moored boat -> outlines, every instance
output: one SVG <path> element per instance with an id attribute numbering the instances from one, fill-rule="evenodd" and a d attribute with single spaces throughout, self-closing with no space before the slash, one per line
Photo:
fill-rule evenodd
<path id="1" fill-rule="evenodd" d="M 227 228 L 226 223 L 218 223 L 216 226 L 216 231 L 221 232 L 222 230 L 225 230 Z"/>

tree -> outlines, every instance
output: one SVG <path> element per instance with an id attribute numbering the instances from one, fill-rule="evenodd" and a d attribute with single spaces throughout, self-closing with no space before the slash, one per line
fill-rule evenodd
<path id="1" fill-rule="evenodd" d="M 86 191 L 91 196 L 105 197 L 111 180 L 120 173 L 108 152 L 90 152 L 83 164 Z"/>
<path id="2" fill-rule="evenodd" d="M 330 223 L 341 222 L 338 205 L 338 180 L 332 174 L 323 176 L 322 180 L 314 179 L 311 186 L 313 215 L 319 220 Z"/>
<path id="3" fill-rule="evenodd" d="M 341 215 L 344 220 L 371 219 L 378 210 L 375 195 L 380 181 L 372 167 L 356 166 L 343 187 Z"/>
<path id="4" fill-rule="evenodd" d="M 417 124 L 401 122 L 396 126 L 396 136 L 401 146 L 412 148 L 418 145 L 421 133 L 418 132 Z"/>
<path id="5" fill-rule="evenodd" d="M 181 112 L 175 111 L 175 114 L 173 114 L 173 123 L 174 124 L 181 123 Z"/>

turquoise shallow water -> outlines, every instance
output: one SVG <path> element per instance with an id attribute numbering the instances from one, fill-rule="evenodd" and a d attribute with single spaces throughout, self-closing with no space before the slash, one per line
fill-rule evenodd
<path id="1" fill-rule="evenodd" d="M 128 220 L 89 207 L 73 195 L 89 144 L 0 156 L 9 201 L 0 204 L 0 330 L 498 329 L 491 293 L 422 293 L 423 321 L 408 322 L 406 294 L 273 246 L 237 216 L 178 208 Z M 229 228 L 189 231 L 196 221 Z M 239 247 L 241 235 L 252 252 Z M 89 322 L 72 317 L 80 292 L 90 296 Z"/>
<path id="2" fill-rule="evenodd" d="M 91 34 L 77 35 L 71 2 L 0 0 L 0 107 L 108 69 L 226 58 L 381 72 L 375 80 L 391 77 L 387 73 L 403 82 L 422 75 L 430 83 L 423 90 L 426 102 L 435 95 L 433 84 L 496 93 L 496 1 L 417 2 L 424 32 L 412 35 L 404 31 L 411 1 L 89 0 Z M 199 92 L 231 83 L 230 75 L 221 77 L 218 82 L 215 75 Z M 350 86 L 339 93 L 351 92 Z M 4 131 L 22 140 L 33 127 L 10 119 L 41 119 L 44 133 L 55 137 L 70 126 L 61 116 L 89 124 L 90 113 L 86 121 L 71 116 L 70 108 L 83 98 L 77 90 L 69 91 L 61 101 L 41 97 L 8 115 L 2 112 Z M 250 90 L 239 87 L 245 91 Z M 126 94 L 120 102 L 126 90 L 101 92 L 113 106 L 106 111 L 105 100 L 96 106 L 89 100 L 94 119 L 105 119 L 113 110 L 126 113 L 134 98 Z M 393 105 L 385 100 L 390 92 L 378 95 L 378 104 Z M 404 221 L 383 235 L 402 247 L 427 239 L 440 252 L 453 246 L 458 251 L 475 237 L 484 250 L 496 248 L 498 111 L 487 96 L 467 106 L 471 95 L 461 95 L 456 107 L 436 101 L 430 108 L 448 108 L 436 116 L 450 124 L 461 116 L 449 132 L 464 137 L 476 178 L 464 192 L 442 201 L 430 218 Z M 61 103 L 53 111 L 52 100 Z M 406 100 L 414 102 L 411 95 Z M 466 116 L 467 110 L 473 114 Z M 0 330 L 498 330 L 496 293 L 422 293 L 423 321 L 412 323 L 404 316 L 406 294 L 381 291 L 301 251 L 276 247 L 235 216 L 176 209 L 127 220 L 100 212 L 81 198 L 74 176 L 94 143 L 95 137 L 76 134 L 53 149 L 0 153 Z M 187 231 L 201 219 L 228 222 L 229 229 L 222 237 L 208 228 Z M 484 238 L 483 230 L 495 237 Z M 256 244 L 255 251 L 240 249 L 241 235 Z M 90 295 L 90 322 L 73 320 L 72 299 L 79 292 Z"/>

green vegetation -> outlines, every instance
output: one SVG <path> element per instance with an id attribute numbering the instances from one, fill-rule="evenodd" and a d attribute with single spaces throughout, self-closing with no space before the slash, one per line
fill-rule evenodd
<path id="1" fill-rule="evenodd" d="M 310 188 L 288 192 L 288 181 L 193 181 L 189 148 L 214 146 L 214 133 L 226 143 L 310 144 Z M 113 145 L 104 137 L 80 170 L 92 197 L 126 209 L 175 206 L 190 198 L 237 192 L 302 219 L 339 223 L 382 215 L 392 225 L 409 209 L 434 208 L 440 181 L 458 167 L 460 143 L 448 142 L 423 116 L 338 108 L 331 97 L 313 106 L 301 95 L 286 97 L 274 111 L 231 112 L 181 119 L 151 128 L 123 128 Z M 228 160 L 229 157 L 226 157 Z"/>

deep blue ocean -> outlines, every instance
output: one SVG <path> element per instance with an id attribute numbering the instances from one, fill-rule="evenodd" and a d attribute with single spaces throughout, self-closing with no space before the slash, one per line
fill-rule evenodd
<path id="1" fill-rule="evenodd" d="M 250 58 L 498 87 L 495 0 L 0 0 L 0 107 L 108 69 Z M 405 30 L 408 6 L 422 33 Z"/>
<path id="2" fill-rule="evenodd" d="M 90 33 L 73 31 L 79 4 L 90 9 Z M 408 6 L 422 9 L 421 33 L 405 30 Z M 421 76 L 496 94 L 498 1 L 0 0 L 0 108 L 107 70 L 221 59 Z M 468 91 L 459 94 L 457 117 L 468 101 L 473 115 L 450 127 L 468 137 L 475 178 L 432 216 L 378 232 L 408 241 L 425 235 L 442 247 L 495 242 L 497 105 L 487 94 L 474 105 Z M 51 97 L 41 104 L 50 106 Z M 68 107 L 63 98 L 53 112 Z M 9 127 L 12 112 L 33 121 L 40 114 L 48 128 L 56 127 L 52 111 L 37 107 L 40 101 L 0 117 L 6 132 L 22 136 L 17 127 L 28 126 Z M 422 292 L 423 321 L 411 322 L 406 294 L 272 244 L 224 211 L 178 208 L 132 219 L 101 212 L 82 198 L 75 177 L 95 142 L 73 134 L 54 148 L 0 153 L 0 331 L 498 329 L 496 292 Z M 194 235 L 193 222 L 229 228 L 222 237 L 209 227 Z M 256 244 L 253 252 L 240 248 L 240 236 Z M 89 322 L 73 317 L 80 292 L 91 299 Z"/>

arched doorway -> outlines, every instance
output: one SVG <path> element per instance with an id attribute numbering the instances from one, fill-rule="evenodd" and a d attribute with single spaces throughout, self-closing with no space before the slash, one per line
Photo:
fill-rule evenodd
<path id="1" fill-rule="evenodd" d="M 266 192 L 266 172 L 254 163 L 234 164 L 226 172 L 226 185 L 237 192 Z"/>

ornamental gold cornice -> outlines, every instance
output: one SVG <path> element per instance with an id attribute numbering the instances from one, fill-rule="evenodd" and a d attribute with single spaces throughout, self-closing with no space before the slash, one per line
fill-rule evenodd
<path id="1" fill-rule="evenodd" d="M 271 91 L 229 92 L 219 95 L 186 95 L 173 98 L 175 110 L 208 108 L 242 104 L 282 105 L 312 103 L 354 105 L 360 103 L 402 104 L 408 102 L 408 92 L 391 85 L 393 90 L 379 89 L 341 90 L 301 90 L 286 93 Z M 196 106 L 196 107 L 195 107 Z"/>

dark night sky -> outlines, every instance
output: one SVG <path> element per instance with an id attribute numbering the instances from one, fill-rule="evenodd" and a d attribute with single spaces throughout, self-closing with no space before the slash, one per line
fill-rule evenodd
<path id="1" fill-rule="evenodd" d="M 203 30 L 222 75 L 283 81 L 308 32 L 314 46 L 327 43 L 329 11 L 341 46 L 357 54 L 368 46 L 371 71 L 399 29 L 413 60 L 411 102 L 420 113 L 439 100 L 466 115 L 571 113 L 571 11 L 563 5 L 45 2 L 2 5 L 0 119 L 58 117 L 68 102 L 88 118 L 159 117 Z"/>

============================================================

Format the data starting with the line containing "green vegetation -> outlines, every instance" and running through the line containing "422 9 L 421" as a numbered list, omitting any blank lines.

> **Response to this exercise**:
1. green vegetation -> outlines, every instance
2. output: one SVG <path> element per instance with an id attribute numbering the instances from one, fill-rule="evenodd" and a d attribute with single spaces throughout, self-closing with no space before the slash, one per line
3. fill-rule evenodd
4. <path id="1" fill-rule="evenodd" d="M 310 188 L 288 192 L 288 181 L 193 181 L 189 148 L 214 146 L 214 133 L 226 143 L 310 144 Z M 113 145 L 104 137 L 80 170 L 92 197 L 126 209 L 175 206 L 190 198 L 237 192 L 302 219 L 339 223 L 382 215 L 392 225 L 409 209 L 434 208 L 440 181 L 458 167 L 460 143 L 448 142 L 423 116 L 338 108 L 331 97 L 313 106 L 301 95 L 286 97 L 274 111 L 231 112 L 181 119 L 151 128 L 123 128 Z M 228 160 L 229 157 L 226 157 Z"/>
5. deep blue ocean -> outlines, every instance
6. output: one SVG <path> element per instance with an id attribute numbering the instances from one, fill-rule="evenodd" and a d attribute with single spaces throughout, self-closing with no space before the slash, one per line
7. fill-rule evenodd
8. <path id="1" fill-rule="evenodd" d="M 250 58 L 498 87 L 495 0 L 0 0 L 0 107 L 108 69 Z M 405 30 L 408 6 L 422 33 Z"/>
9. <path id="2" fill-rule="evenodd" d="M 90 33 L 73 31 L 79 4 L 90 9 Z M 408 6 L 422 9 L 421 33 L 405 30 Z M 421 76 L 496 94 L 498 1 L 0 0 L 0 108 L 107 70 L 221 59 Z M 468 91 L 459 94 L 457 117 L 468 101 L 473 115 L 450 127 L 468 137 L 475 178 L 432 216 L 378 232 L 408 241 L 425 235 L 442 247 L 495 242 L 497 105 L 487 94 L 474 105 Z M 51 97 L 41 104 L 50 106 Z M 68 107 L 63 98 L 53 112 Z M 9 127 L 12 112 L 33 121 L 40 114 L 48 128 L 56 127 L 52 111 L 37 107 L 40 101 L 0 117 L 6 132 L 22 136 L 17 127 L 28 126 Z M 422 292 L 423 321 L 411 322 L 406 294 L 272 244 L 224 211 L 178 208 L 132 219 L 101 212 L 82 198 L 75 177 L 95 142 L 73 134 L 54 148 L 0 153 L 0 331 L 498 329 L 496 292 Z M 194 235 L 193 222 L 229 228 L 222 237 L 209 227 Z M 256 244 L 253 252 L 240 248 L 240 236 Z M 89 322 L 73 317 L 80 292 L 91 299 Z"/>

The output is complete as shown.